Prompt:
Present every line of the records below as a Markdown table with the columns Row and Line, numbering the rows in order and skipping blank lines. Leave the pictures out of the table.

----- Dataset entries

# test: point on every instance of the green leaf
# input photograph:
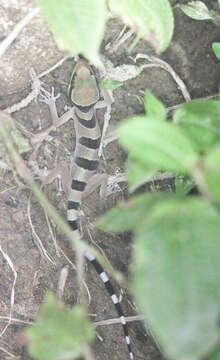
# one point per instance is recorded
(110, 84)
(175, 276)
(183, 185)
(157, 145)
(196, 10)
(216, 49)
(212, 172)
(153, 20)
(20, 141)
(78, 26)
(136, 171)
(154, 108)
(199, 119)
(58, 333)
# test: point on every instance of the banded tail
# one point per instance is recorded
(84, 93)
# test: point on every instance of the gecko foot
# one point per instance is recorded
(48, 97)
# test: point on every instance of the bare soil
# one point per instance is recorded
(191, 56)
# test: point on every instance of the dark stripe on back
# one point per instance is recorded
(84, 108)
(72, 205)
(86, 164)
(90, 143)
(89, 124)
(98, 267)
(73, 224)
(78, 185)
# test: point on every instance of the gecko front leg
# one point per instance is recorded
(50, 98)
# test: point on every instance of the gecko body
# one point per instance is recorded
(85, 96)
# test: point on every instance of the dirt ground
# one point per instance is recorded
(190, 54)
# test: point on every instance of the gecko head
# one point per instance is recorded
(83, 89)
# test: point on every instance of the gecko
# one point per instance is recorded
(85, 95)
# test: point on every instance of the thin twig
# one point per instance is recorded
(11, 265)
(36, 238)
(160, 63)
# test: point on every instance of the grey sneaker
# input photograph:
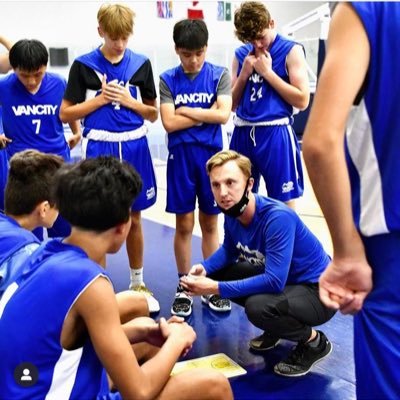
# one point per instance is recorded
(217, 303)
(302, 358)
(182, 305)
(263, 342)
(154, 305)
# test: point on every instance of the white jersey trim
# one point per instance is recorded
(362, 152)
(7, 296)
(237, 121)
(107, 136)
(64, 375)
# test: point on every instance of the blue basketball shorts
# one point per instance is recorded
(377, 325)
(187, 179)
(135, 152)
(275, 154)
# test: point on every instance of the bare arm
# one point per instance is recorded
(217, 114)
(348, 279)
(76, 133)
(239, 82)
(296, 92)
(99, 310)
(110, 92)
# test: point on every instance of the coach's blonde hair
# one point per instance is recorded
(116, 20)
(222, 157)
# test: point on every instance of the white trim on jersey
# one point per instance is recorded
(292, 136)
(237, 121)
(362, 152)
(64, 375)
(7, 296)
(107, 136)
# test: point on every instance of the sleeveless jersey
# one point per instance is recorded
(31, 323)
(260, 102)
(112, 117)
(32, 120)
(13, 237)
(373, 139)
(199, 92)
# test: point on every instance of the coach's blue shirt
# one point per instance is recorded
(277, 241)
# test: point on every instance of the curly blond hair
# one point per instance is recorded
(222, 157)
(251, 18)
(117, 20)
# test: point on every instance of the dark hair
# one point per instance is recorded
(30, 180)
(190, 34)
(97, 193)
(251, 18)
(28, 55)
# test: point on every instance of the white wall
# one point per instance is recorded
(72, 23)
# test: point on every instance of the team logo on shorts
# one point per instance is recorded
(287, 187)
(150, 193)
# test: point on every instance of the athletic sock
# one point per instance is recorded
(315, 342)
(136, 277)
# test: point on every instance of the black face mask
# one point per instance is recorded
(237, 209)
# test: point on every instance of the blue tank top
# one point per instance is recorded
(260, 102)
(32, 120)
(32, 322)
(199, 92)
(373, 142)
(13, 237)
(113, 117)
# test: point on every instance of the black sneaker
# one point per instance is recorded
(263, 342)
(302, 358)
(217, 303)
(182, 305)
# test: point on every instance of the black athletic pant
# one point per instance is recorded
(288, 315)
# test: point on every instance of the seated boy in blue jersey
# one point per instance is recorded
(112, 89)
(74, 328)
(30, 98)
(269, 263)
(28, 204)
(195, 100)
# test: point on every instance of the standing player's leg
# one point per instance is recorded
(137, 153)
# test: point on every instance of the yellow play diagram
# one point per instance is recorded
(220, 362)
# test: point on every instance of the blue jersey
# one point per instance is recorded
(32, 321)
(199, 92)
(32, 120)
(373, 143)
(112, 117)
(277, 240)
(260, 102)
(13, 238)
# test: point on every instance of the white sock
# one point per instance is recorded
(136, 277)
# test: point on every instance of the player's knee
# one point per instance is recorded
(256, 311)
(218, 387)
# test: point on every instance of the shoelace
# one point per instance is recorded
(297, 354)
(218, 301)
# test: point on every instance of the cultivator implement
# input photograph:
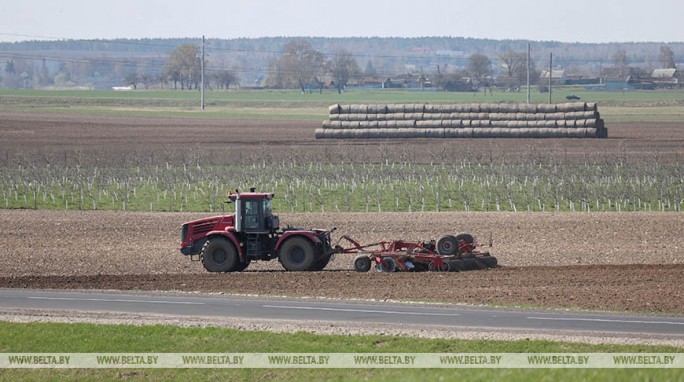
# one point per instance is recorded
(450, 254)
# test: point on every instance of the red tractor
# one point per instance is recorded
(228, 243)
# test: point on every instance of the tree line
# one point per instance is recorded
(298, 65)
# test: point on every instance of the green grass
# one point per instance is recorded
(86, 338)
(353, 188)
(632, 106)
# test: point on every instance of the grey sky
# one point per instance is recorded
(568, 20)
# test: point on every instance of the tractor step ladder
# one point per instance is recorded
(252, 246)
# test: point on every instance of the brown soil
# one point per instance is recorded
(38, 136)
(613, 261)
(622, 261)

----------

Full solution:
| Row | Line |
|---|---|
| 1 | # test: point on every instance of the green leaf |
| 2 | # input photograph: |
| 3 | # one point per instance is recorded |
| 4 | (110, 84) |
| 5 | (175, 276) |
| 6 | (183, 185) |
| 7 | (157, 145) |
| 8 | (196, 10) |
| 9 | (216, 49) |
| 10 | (212, 172) |
| 11 | (153, 20) |
| 12 | (20, 141) |
| 13 | (78, 26) |
| 14 | (136, 171) |
| 15 | (154, 108) |
| 16 | (199, 119) |
| 17 | (58, 333) |
| 18 | # test: point on every instance of the banded tail |
| 19 | # one point per instance is recorded |
| 20 | (84, 93) |
| 21 | # test: point on every instance of the gecko foot |
| 22 | # one point per instance is recorded |
| 23 | (48, 97) |
| 24 | # test: point on every instance of the bare soil |
| 25 | # one point per instance is recorded |
| 26 | (191, 56) |
| 27 | # test: point on every instance of the dark stripe on back |
| 28 | # one point per instance is recorded |
| 29 | (84, 108) |
| 30 | (72, 205) |
| 31 | (86, 164) |
| 32 | (90, 143) |
| 33 | (89, 124) |
| 34 | (98, 267) |
| 35 | (73, 224) |
| 36 | (78, 185) |
| 37 | # test: point on every instance of the gecko front leg |
| 38 | # one point per instance is recorded |
| 39 | (50, 98) |
| 40 | # test: point on every instance of the gecko body |
| 41 | # one point per instance is recorded |
| 42 | (85, 96) |
| 43 | # test: point on every instance of the dirt ground |
| 44 | # one point per instance is recorded |
| 45 | (190, 54) |
| 46 | # test: point on every instance of the gecko head |
| 47 | # one point per instance is recorded |
| 48 | (83, 89) |
| 49 | # test: point on every instance of the gecko |
| 50 | # one point per instance is recorded |
| 51 | (85, 95) |
| 52 | # test: point on every instance of the thin twig |
| 53 | # one point per instance is recorded |
| 54 | (11, 265) |
| 55 | (36, 238) |
| 56 | (160, 63) |
| 57 | # test: point on every instance of the grey sneaker |
| 58 | # input photograph: |
| 59 | # one point per instance is recorded |
| 60 | (217, 303) |
| 61 | (302, 358) |
| 62 | (182, 305) |
| 63 | (263, 342) |
| 64 | (154, 305) |
| 65 | # test: point on every instance of the white jersey trim |
| 66 | # one point per instance is recorded |
| 67 | (362, 152) |
| 68 | (7, 296) |
| 69 | (237, 121) |
| 70 | (107, 136) |
| 71 | (64, 375) |
| 72 | # test: point on every instance of the blue basketball shorts |
| 73 | # one point per instance is recorded |
| 74 | (377, 325) |
| 75 | (187, 179) |
| 76 | (135, 152) |
| 77 | (275, 154) |
| 78 | # test: point on every instance of the bare arm |
| 79 | # one point per instance is recorded |
| 80 | (217, 114) |
| 81 | (348, 279) |
| 82 | (76, 133) |
| 83 | (239, 82) |
| 84 | (296, 92) |
| 85 | (99, 310) |
| 86 | (110, 92) |
| 87 | # test: point on every instance of the coach's blonde hair |
| 88 | # one point per instance is recorded |
| 89 | (116, 20) |
| 90 | (222, 157) |
| 91 | # test: point on every instance of the white trim on jersey |
| 92 | # one point per instance is recorded |
| 93 | (292, 136) |
| 94 | (237, 121) |
| 95 | (362, 152) |
| 96 | (64, 375) |
| 97 | (7, 296) |
| 98 | (107, 136) |
| 99 | # test: point on every instance of the sleeveless jersey |
| 100 | # one point per instance is recorded |
| 101 | (31, 323) |
| 102 | (260, 102) |
| 103 | (112, 117) |
| 104 | (32, 120) |
| 105 | (13, 237) |
| 106 | (373, 139) |
| 107 | (199, 92) |
| 108 | # test: point on every instance of the coach's blue shirt |
| 109 | # one point per instance is recorded |
| 110 | (277, 241) |
| 111 | # test: point on every instance of the curly blond hair |
| 112 | # one point per instance is recorded |
| 113 | (222, 157) |
| 114 | (251, 18) |
| 115 | (117, 20) |
| 116 | # test: point on every instance of the dark hair |
| 117 | # one point per instance is recorded |
| 118 | (30, 180) |
| 119 | (190, 34) |
| 120 | (97, 193) |
| 121 | (251, 18) |
| 122 | (28, 55) |
| 123 | # test: point on every instance of the white wall |
| 124 | # one point per instance is recorded |
| 125 | (72, 23) |
| 126 | # test: point on every instance of the team logo on shorts |
| 127 | # one point per instance is recorded |
| 128 | (287, 187) |
| 129 | (150, 193) |
| 130 | # test: point on every instance of the athletic sock |
| 131 | # one point per instance is recorded |
| 132 | (315, 342) |
| 133 | (136, 277) |
| 134 | # test: point on every instance of the black face mask |
| 135 | # one point per instance is recorded |
| 136 | (237, 209) |
| 137 | # test: point on every instance of the blue tank top |
| 138 | # one point per instance is recorded |
| 139 | (260, 102) |
| 140 | (32, 120) |
| 141 | (32, 322) |
| 142 | (199, 92) |
| 143 | (373, 142) |
| 144 | (13, 237) |
| 145 | (113, 117) |
| 146 | # test: point on every instance of the black sneaker |
| 147 | # one point per instance is recorded |
| 148 | (263, 342) |
| 149 | (302, 358) |
| 150 | (217, 303) |
| 151 | (182, 305) |
| 152 | # test: point on every instance of the black athletic pant |
| 153 | # one point per instance is recorded |
| 154 | (288, 315) |
| 155 | # test: point on every instance of the seated boy in blue jersey |
| 156 | # one point per instance is recorded |
| 157 | (112, 89) |
| 158 | (74, 328) |
| 159 | (30, 98) |
| 160 | (269, 263) |
| 161 | (28, 204) |
| 162 | (195, 100) |
| 163 | # test: point on every instance of the standing player's leg |
| 164 | # one point per instance is recorded |
| 165 | (137, 153) |
| 166 | # test: point on every instance of the yellow play diagram |
| 167 | # one point per instance is recorded |
| 168 | (220, 362) |
| 169 | # test: point on every instance of the blue jersey |
| 170 | # one point per instance is recorded |
| 171 | (32, 321) |
| 172 | (199, 92) |
| 173 | (32, 120) |
| 174 | (373, 143) |
| 175 | (112, 117) |
| 176 | (277, 240) |
| 177 | (260, 102) |
| 178 | (13, 238) |
| 179 | # test: point on every instance of the white sock |
| 180 | # one point per instance is recorded |
| 181 | (136, 277) |
| 182 | # test: point on every instance of the player's knee |
| 183 | # one point per instance is recorded |
| 184 | (256, 311) |
| 185 | (218, 387) |
| 186 | # test: point on every instance of the shoelace |
| 187 | # one point per instance is recorded |
| 188 | (297, 354) |
| 189 | (218, 301) |
| 190 | # test: point on every instance of the cultivator implement |
| 191 | # input photograph: |
| 192 | # one point per instance is recorded |
| 193 | (450, 254) |
| 194 | # test: point on every instance of the red tractor |
| 195 | # one point per instance is recorded |
| 196 | (228, 243) |
| 197 | # test: point on every instance of the tree line |
| 198 | # one point per instance is recorded |
| 199 | (298, 65) |
| 200 | # test: point on every instance of the green grass |
| 201 | # one point per instance is recorded |
| 202 | (86, 338) |
| 203 | (353, 188) |
| 204 | (632, 106) |
| 205 | # test: point on every instance of the grey sky |
| 206 | # one point per instance is recorded |
| 207 | (568, 20) |
| 208 | # test: point on every instance of the tractor step ladder |
| 209 | # one point per instance is recorded |
| 210 | (252, 246) |
| 211 | # test: point on every instance of the brown soil |
| 212 | # one point per instance is recorded |
| 213 | (38, 136) |
| 214 | (613, 261) |
| 215 | (622, 261) |